— start Article —

This is the context for Tom Fletcher's letter of March 2025 to the Inter-Agency Standing Committee (IASC), in which he formulated the Humanitarian Reset and thus set the reform process in motion.
A reform process from within
The IASC is the highest humanitarian coordination forum of the United Nations. The majority of its members are heads of humanitarian UN organizations – the Principals. The leadership of the Red Cross and Red Crescent Movement and three NGO consortia, one of which includes local and national actors, are also represented. The forum is chaired by the UN Under-Secretary-General himself. In his letter, Fletcher lists some preliminary decisions and work assignments for various committees and proposes an update of the processes for June.
In this first phase, ten workstreams emerged, including an even more radical prioritization of humanitarian action in the face of reduced funding to save lives most urgently at risk. The framework of thematic “clusters,” such as the “Food Security Cluster,” which serves coordination globally and in individual crisis contexts, is to be simplified. Another workstream deals with the transition of UN-led humanitarian coordination structures in some countries to national (or other) structures.
It also became clear that the IASC Humanitarian Coordination Forum itself and the UN Office for the Coordination of Humanitarian Affairs, headed by Fletcher, would take charge of the workstreams. Only one of these will be co-led by a civil society actor, representing the International Council of Voluntary Agencies (ICVA), an NGO consortium of international, national, and local humanitarian organizations.

— end Article —

Exercise requirements>
[A] Check each statement against the passage on the Humanitarian Reset: (i) the IASC forum is chaired by the UN Under-Secretary-General; (ii) Fletcher's letter proposes an update of the processes for September; (iii) three of the workstreams will be co-led by civil society actors. Answer yes or no for each and quote the words of the passage that decide it.
[B] Copy word for word the part of the passage on the Humanitarian Reset that begins at the words "This is the" and stops after "process in motion.".

— start Provided records —

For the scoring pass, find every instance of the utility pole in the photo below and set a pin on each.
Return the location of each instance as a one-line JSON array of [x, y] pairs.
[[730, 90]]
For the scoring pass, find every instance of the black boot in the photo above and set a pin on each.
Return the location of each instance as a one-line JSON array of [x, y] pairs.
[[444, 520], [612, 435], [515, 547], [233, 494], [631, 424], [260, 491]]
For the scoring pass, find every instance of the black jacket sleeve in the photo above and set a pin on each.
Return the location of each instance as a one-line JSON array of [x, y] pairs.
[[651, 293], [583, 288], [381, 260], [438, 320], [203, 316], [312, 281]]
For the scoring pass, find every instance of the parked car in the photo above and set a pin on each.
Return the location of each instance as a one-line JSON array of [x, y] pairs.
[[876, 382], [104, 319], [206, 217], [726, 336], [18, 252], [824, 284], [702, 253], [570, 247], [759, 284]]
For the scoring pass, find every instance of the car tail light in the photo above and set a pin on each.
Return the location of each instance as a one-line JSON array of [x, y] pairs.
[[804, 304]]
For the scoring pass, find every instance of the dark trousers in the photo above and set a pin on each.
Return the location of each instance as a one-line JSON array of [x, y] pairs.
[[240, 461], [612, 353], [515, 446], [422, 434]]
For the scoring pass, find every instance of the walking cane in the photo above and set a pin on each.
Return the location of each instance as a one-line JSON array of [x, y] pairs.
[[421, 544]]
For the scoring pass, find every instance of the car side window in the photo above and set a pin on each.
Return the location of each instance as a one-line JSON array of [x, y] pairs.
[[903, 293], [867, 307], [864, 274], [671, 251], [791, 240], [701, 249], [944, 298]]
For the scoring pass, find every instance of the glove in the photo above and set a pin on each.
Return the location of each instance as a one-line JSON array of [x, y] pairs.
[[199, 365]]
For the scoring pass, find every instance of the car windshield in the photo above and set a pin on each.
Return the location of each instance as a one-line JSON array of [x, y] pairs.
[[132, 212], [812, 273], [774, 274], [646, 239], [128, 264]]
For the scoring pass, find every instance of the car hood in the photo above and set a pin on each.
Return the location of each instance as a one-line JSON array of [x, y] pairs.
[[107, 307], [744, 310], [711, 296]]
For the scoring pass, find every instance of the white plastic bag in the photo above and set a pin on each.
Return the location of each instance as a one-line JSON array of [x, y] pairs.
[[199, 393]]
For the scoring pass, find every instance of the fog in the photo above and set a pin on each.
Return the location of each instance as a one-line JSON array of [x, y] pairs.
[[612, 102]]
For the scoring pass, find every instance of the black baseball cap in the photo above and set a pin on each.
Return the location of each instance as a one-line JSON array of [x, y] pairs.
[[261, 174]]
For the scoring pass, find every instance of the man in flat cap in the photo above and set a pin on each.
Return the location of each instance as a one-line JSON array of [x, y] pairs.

— end Provided records —

Responses by task>
[A]
(i) Yes: "The forum is chaired by the UN Under-Secretary-General himself."
(ii) No: "proposes an update of the processes for June."
(iii) No: "Only one of these will be co-led by a civil society actor"

[B]
This is the context for Tom Fletcher's letter of March 2025 to the Inter-Agency Standing Committee (IASC), in which he formulated the Humanitarian Reset and thus set the reform process in motion.